• [TRAVAIL À FAIRE] Reproduisez en entier l'article sur les dirigeants d'entreprises face au retour du religieux, sans y changer un seul mot.
***** EXTRAIT *****
Les dirigeants d’entreprises face au retour du religieux
Alain Guillemoles, le 30/08/2017 à 14h20 Envoyer par email
L’université d’été du Medef, à Jouy-en-Josas, accueillait une table ronde sur le retour de la religion. Les dirigeants d’entreprises cherchent à comprendre ce qui explique la montée des phénomènes intégristes et la façon de les gérer au sein d’une entreprise.
Les dirigeants d’entreprises cherchent à comprendre ce qui explique la montée des phénomènes intégristes et la façon de les gérer au sein d’une entreprise.
D’où vient le puissant retour du religieux qui s’observe dans nos sociétés développées et dont la gestion se voudrait pourtant de plus en plus rationnelle ? Comment l’entreprise, lieu de vie, peut faire face à la diversité des pratiques et aux crispations qui peuvent en résulter au quotidien ? Ces questions faisaient l’objet d’une table ronde, mardi 29 août, dans le cadre de l’université d’été de Medef, qui tous les ans n’hésite pas à aller sur le terrain sociétal, en plus des multiples débats portant sur l’économie.
***** INFORMATIONS FOURNIES *****
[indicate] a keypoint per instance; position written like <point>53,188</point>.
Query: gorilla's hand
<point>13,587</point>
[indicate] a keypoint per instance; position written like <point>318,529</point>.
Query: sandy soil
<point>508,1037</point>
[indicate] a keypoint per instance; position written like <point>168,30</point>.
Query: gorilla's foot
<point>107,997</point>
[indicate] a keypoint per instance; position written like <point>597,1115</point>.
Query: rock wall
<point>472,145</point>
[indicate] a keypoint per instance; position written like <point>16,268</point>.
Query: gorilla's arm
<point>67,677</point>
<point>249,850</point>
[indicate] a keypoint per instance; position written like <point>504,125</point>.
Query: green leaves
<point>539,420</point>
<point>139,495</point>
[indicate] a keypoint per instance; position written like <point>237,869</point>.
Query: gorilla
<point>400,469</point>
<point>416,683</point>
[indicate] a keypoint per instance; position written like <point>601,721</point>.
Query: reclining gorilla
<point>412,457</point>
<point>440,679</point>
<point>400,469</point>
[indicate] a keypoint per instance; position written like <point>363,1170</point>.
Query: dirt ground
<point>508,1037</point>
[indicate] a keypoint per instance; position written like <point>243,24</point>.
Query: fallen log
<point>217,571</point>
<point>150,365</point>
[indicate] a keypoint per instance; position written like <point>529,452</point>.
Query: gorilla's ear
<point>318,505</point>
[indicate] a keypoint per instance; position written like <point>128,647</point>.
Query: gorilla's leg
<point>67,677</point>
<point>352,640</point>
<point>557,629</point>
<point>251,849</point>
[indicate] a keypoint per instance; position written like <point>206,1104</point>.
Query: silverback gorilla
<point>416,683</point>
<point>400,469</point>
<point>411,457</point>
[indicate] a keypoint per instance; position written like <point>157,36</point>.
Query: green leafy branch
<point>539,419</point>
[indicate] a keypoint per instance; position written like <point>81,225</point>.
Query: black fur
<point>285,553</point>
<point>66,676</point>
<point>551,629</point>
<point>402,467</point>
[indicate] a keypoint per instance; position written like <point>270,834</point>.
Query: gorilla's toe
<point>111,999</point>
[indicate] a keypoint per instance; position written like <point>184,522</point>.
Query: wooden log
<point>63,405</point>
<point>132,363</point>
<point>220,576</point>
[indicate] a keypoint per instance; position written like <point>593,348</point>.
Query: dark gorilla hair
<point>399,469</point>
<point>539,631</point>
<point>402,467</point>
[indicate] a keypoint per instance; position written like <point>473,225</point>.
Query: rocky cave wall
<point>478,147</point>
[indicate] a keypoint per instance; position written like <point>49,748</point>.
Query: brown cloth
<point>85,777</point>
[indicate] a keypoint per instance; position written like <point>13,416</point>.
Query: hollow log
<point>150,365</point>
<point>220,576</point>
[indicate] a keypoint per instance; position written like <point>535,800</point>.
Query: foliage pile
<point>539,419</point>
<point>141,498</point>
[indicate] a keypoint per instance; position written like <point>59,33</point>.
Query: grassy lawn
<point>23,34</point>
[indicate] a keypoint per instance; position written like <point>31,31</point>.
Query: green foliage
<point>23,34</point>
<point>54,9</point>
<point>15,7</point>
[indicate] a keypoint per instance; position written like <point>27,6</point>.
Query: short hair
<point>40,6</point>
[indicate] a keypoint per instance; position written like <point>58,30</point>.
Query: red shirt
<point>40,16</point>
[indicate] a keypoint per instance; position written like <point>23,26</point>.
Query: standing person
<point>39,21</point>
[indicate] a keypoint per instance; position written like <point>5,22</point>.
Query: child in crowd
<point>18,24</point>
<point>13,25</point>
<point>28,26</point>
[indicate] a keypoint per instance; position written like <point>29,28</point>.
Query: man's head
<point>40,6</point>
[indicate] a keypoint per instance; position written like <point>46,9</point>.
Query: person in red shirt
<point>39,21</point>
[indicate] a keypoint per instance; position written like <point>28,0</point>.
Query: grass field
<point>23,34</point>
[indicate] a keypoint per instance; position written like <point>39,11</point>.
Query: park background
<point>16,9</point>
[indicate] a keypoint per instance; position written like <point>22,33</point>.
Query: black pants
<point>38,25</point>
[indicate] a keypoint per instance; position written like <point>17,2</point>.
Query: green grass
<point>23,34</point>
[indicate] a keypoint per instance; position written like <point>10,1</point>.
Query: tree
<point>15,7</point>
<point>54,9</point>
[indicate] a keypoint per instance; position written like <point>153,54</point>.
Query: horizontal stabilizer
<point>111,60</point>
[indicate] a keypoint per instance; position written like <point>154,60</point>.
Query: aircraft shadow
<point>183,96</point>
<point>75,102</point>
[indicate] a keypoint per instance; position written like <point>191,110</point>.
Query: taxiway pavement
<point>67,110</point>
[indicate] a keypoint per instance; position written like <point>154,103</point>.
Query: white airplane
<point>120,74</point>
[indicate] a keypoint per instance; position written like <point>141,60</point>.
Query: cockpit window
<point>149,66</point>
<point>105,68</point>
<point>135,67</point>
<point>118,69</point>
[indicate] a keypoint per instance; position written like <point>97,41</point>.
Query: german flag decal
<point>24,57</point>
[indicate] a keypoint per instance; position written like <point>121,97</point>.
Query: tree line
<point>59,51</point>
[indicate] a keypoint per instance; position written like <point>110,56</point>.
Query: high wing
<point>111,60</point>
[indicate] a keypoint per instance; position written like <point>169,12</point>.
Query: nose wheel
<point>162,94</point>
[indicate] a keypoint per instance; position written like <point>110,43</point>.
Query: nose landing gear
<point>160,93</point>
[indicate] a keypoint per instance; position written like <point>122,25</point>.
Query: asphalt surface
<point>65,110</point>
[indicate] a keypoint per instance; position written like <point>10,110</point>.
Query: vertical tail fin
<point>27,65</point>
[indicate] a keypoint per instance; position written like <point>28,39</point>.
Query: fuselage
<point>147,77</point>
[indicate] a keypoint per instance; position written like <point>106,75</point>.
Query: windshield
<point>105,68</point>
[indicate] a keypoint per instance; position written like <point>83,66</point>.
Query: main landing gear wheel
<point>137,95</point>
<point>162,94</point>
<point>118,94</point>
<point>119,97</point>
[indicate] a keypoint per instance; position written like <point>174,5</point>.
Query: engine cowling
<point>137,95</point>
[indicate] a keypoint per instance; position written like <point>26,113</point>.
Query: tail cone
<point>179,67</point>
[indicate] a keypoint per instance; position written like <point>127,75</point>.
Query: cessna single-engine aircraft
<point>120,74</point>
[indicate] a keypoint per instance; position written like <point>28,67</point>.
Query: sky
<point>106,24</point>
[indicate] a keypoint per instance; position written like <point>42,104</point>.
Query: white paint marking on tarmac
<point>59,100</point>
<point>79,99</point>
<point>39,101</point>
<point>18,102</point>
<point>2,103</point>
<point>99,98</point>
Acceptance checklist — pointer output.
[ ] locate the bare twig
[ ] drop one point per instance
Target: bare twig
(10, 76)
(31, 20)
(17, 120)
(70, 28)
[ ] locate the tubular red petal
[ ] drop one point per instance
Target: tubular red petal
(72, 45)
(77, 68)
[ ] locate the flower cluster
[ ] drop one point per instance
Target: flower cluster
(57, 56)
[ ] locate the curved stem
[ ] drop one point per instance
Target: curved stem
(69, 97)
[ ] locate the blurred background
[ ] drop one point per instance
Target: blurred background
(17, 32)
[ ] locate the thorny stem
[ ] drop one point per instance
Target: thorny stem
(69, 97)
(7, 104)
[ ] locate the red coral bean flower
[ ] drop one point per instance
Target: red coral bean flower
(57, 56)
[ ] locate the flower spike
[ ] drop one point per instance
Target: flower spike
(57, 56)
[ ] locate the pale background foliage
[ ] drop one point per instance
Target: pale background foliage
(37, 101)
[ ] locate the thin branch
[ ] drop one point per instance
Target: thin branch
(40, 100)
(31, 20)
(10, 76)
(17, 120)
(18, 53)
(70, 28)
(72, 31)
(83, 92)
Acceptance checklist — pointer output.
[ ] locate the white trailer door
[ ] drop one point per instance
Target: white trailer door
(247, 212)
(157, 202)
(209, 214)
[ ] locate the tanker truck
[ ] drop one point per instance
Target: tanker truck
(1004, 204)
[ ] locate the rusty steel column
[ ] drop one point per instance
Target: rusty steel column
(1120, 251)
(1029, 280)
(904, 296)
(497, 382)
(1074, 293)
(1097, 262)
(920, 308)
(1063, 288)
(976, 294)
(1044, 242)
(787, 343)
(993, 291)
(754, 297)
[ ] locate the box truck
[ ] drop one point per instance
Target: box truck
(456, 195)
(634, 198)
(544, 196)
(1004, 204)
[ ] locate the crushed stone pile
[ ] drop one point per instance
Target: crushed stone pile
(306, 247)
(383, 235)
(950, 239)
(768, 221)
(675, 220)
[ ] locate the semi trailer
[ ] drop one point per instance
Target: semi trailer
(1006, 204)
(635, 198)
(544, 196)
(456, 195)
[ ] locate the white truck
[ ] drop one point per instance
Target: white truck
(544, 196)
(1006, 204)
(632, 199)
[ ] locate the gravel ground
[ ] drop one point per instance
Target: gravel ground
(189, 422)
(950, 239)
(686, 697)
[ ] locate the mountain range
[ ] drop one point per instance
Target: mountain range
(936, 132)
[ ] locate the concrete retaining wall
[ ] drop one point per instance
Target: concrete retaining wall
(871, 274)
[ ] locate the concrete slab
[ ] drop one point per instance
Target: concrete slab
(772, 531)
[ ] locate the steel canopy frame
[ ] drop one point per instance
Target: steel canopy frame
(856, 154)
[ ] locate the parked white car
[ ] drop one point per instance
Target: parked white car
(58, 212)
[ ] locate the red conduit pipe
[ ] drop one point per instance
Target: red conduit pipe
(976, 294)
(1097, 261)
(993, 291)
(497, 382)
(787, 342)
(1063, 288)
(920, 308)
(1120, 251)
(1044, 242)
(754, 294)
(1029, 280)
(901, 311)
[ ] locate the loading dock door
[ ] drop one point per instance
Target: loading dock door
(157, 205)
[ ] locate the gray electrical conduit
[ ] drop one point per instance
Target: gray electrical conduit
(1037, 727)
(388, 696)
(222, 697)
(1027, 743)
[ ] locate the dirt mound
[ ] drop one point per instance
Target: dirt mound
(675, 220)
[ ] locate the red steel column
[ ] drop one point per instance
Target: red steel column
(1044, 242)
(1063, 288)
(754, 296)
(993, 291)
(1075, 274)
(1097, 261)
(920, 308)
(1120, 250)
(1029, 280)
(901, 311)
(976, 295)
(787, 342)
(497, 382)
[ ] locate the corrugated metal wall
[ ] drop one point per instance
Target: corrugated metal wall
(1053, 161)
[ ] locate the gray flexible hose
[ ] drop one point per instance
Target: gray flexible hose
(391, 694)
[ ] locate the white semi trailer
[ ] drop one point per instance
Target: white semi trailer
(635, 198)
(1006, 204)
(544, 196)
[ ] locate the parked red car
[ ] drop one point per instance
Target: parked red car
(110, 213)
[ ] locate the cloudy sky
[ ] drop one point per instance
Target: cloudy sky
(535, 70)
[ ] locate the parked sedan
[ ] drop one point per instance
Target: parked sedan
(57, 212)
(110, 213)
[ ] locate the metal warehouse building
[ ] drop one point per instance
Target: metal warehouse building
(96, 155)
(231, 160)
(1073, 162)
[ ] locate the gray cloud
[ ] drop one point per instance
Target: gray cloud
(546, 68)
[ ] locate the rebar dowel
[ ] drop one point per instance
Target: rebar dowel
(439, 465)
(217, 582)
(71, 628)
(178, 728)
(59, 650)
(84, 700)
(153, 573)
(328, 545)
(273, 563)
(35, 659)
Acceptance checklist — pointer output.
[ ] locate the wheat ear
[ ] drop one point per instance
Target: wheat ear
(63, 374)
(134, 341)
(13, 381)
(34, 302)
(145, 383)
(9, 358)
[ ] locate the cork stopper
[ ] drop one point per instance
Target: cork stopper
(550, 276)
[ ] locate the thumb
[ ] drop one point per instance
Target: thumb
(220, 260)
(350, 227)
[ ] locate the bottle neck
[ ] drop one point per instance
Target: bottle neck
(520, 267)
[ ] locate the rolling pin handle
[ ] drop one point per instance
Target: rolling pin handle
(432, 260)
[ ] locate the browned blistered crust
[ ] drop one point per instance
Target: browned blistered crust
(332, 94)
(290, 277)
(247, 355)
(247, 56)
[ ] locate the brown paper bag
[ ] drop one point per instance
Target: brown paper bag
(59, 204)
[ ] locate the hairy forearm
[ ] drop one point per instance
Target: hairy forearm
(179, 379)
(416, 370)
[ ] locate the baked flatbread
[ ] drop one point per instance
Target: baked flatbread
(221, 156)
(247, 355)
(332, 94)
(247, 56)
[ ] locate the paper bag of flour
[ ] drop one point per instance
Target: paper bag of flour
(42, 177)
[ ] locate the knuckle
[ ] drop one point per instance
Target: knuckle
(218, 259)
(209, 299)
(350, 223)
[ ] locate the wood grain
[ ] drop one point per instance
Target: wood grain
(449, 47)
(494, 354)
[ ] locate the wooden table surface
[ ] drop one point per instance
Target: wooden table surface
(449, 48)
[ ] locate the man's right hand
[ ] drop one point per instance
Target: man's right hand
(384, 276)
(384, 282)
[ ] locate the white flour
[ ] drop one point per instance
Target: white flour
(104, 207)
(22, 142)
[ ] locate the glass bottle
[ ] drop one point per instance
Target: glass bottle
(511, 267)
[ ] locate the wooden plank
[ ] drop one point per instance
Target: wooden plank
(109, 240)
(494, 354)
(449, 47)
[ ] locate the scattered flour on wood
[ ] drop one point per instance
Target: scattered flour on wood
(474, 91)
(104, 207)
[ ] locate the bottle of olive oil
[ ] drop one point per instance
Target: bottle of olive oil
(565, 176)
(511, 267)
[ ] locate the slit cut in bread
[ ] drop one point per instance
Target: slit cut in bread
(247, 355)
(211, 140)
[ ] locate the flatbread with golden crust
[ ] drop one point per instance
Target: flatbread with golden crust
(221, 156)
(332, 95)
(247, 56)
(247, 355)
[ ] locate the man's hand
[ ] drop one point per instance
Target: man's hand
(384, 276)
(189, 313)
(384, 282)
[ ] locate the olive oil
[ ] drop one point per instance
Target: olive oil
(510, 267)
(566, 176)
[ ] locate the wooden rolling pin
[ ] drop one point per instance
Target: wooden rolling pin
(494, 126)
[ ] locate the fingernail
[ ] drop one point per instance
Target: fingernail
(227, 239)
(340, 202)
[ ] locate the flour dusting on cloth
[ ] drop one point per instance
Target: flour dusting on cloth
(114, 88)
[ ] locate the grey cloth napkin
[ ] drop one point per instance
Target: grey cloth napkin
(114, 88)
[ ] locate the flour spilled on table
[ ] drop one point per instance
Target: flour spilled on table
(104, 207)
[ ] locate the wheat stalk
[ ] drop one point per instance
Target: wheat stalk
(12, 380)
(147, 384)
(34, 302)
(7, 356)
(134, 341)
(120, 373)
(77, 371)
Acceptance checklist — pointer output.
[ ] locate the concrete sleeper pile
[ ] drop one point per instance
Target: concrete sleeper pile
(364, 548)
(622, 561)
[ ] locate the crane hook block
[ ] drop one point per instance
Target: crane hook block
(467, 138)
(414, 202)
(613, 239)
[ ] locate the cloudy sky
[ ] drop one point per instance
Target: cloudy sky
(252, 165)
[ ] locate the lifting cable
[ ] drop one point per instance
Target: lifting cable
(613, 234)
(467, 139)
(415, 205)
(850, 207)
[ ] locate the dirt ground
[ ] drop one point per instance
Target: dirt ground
*****
• [TRAVAIL TERMINÉ]
Les dirigeants d’entreprises face au retour du religieux
Alain Guillemoles, le 30/08/2017 à 14h20 Envoyer par email
L’université d’été du Medef, à Jouy-en-Josas, accueillait une table ronde sur le retour de la religion. Les dirigeants d’entreprises cherchent à comprendre ce qui explique la montée des phénomènes intégristes et la façon de les gérer au sein d’une entreprise.
Les dirigeants d’entreprises cherchent à comprendre ce qui explique la montée des phénomènes intégristes et la façon de les gérer au sein d’une entreprise.
D’où vient le puissant retour du religieux qui s’observe dans nos sociétés développées et dont la gestion se voudrait pourtant de plus en plus rationnelle ? Comment l’entreprise, lieu de vie, peut faire face à la diversité des pratiques et aux crispations qui peuvent en résulter au quotidien ? Ces questions faisaient l’objet d’une table ronde, mardi 29 août, dans le cadre de l’université d’été de Medef, qui tous les ans n’hésite pas à aller sur le terrain sociétal, en plus des multiples débats portant sur l’économie.